The following days were far more exciting as we uncovered numerous artifacts by reaching both the historic and prehistoric layers. Some items from the historic layer included horseshoe nails, glass and thousands of rat, guanaco and sheep bones. Arrowheads, obsidian shards, and some bone tools turned out to be the majority of results from the prehistoric layer. Over the course of two weeks we managed to recover and catalogue some 300 separate artifacts.

Altogether, the dig was highly enjoyable and I was able to reassure myself that archaeology is something I have a passion for and will consider majoring in. The only downside is that I wish there had been enough funding to continue the dig for an extra couple of weeks. Pancho had mentioned that the site could easily continue to provide results for years.


Patagonia

Im a little late in writing this post mostly because I find it hard to describe not only the Chacabuco Valley, but Patagonia in general. I know my words and pictures only scratch the surface on what this place has to offer in terms of aesthetics and the magnitude of the forces of nature that are present every day.

Basically this is a place where you can see the elements at work and get a true understanding of how the planet is shaped along the course of thousands and millions of years. In a single day you can witness radiant sunshine, rain that seems entirely foreboding as it comes at you while dwarfing the mountainside, hail and wind so strong that if it were to be on the east coast of the States, they would give it a name and make you evacuate. Here the sky is oftentimes more chiseled, shaped and inspiring than the land beneath it. I have never seen skies like these here in Patagonia and it will be the thing I miss most when I leave. The repetition of greens, yellows, browns and black gives this place a contrast that is altogether natural and welcoming at times. There are no creatures here that can harm you which is good because the landscape can be challenging enough as it is. Being able to pass through a half-dozen different ecosystems within the span of a day is remarkable to say the least. Glaciers provide the land with streams, lakes and fresh water for its wildlife and weary travelers. Its simply a place everyone should visit.

Raw records —
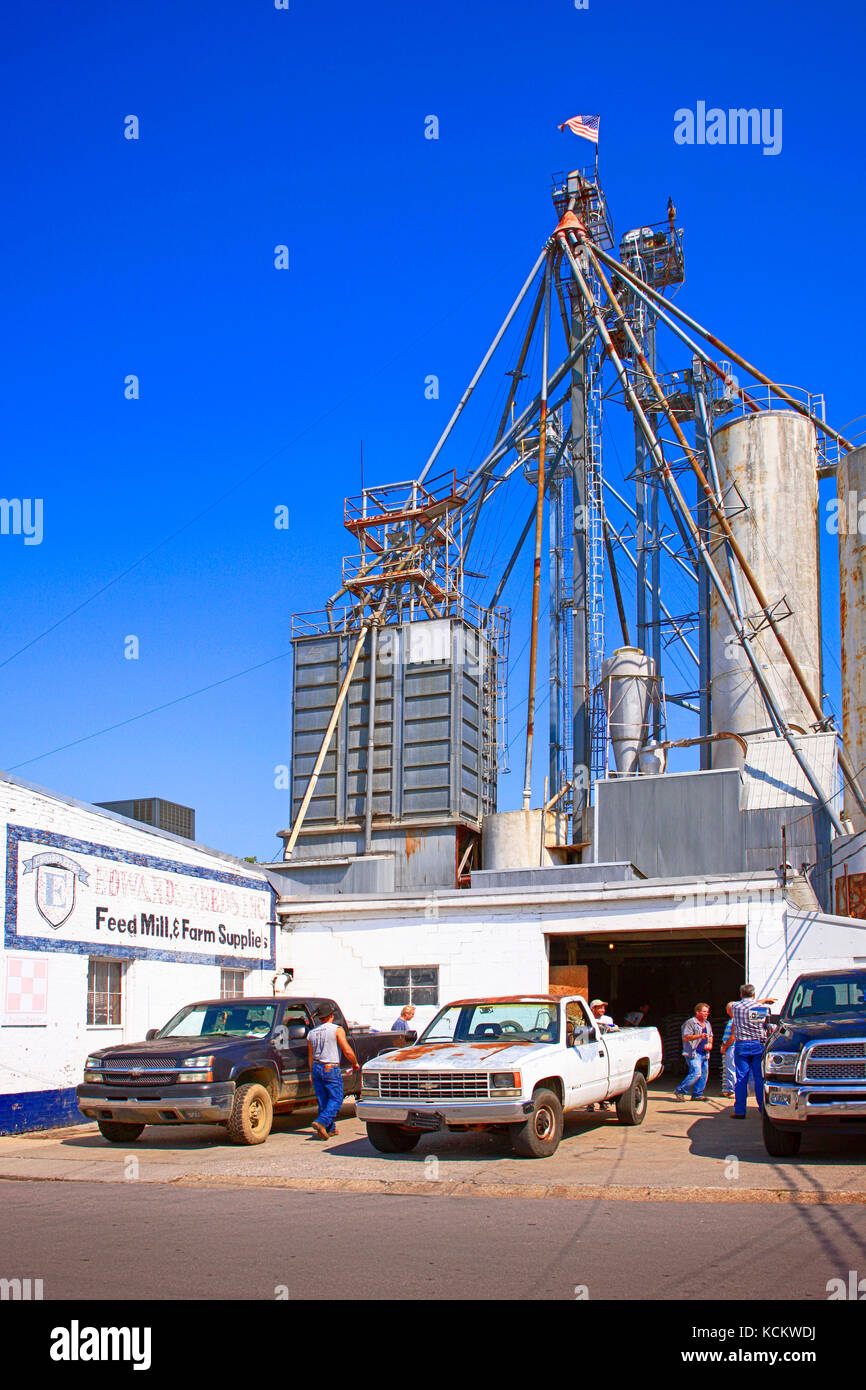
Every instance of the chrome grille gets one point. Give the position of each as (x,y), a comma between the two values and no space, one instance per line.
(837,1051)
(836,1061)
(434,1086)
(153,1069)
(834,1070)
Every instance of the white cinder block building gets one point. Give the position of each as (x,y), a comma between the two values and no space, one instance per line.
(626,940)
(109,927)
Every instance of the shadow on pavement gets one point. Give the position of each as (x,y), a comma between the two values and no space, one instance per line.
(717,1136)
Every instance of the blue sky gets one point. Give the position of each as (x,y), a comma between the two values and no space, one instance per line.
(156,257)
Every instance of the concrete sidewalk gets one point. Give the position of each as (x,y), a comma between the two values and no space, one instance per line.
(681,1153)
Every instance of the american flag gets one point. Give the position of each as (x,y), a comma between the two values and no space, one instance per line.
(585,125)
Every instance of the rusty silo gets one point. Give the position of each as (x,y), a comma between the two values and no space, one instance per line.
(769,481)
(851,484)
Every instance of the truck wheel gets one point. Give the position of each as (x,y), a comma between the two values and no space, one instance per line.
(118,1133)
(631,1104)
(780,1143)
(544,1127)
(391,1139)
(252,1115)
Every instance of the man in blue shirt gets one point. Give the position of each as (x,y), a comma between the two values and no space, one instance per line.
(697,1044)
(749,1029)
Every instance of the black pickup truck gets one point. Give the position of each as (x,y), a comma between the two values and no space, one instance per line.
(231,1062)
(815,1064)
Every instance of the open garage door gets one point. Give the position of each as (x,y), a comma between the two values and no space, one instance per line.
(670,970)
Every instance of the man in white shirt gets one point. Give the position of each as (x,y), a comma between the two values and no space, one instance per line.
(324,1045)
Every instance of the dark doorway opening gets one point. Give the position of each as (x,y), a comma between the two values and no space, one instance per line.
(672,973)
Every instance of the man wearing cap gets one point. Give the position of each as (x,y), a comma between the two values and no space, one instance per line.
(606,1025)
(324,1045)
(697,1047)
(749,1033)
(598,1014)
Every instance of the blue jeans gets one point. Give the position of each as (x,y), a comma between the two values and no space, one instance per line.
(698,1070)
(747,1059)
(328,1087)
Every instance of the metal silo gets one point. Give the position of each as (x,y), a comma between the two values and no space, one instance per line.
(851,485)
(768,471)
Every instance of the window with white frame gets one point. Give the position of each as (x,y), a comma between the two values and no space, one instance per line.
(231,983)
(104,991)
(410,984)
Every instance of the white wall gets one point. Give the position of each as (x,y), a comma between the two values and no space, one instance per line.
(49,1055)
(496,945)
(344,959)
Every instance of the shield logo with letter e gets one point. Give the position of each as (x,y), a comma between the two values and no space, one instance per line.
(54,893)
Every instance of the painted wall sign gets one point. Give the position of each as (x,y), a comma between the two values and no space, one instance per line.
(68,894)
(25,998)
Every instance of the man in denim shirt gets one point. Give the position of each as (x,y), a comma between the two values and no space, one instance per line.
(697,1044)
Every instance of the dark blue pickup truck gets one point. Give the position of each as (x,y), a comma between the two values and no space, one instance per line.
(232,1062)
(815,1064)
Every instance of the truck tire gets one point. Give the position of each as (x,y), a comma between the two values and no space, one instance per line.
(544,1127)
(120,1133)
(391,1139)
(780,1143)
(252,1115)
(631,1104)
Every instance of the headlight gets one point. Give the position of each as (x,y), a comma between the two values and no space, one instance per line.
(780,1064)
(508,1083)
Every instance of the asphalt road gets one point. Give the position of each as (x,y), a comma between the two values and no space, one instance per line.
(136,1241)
...
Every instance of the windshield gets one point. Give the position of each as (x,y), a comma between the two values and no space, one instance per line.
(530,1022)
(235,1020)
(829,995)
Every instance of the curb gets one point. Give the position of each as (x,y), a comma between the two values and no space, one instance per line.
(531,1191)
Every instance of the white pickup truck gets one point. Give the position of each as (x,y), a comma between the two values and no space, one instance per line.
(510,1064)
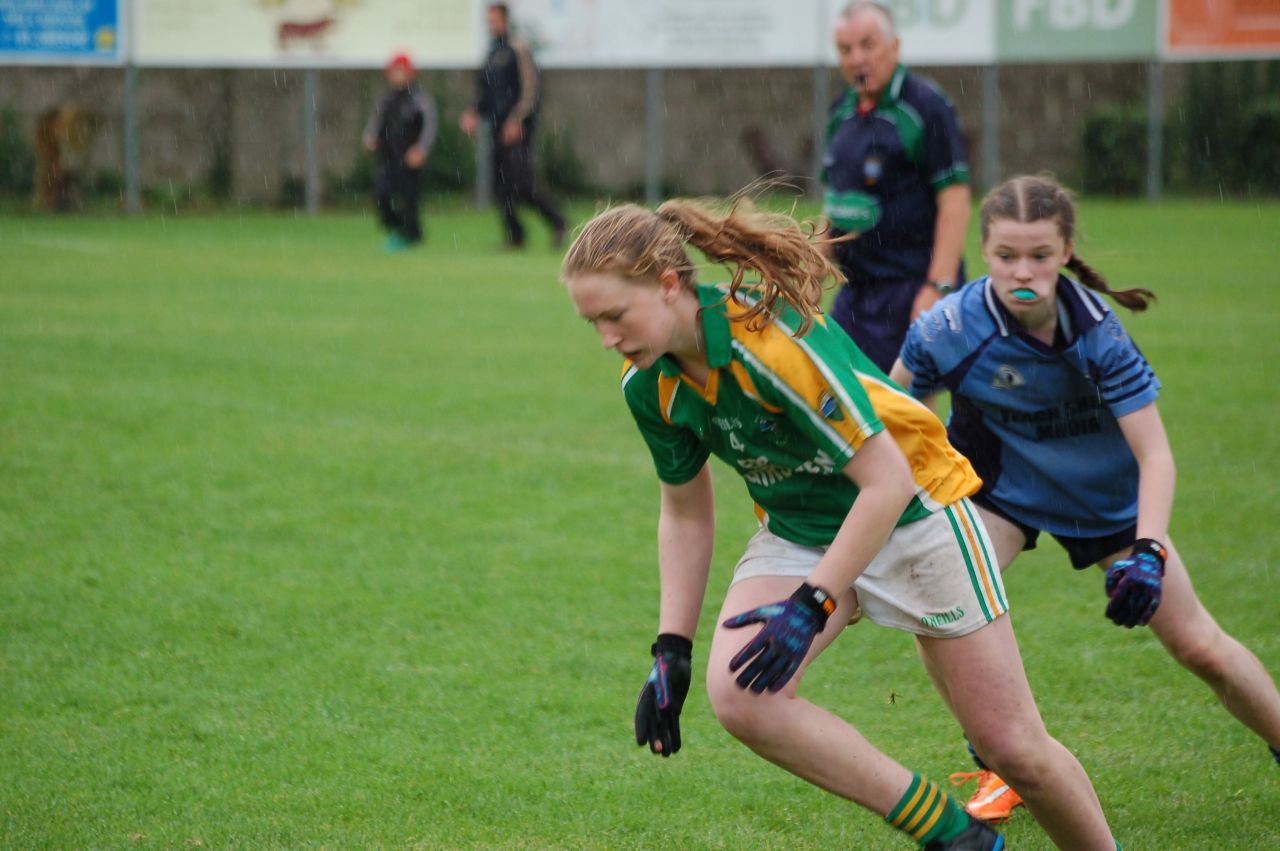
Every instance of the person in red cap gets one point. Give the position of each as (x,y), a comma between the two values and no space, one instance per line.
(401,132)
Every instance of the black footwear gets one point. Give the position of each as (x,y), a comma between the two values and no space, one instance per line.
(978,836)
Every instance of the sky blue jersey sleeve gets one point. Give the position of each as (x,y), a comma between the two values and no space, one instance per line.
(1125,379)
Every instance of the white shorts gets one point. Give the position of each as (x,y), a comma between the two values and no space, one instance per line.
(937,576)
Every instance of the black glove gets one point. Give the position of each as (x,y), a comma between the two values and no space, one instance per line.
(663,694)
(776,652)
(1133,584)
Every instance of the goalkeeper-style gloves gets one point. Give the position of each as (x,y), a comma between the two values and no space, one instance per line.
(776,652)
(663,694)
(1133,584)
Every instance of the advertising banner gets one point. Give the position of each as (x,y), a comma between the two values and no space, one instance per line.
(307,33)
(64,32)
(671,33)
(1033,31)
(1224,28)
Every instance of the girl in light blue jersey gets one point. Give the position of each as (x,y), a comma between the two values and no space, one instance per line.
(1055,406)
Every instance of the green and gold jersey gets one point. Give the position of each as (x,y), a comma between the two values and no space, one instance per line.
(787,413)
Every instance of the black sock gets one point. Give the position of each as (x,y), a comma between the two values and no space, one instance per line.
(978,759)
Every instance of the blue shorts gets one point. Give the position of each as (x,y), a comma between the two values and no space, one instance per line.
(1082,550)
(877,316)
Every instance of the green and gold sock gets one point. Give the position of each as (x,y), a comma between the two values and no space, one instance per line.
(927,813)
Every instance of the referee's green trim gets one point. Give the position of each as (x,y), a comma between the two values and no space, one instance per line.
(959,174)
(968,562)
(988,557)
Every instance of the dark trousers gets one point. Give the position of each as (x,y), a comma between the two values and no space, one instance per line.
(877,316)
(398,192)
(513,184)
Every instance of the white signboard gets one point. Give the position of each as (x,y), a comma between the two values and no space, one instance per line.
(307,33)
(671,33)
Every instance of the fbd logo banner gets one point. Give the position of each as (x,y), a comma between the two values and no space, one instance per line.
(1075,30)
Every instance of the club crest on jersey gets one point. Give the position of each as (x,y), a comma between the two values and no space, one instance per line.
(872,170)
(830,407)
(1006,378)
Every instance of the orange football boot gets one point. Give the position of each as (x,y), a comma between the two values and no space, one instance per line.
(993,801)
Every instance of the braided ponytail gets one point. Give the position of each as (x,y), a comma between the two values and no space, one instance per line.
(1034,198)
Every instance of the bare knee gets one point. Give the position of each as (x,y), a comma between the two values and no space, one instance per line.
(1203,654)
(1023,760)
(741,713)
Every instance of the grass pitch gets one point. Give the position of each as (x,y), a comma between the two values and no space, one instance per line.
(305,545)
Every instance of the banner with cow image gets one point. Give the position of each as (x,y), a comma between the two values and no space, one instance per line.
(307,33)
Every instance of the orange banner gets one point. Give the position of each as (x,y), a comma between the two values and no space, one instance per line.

Goals —
- a) According to the Patagonia text, why is it good that no creatures there can harm a visitor? Answer in one to three sentences.
- b) Print the part of the Patagonia text starting with "Altogether, the dig" and going on through "results for years.".
The records stand apart from the Patagonia text and are separate material.

Answers to the exercises —
- a) It is good because the landscape can be challenging enough as it is.

- b)
Altogether, the dig was highly enjoyable and I was able to reassure myself that archaeology is something I have a passion for and will consider majoring in. The only downside is that I wish there had been enough funding to continue the dig for an extra couple of weeks. Pancho had mentioned that the site could easily continue to provide results for years.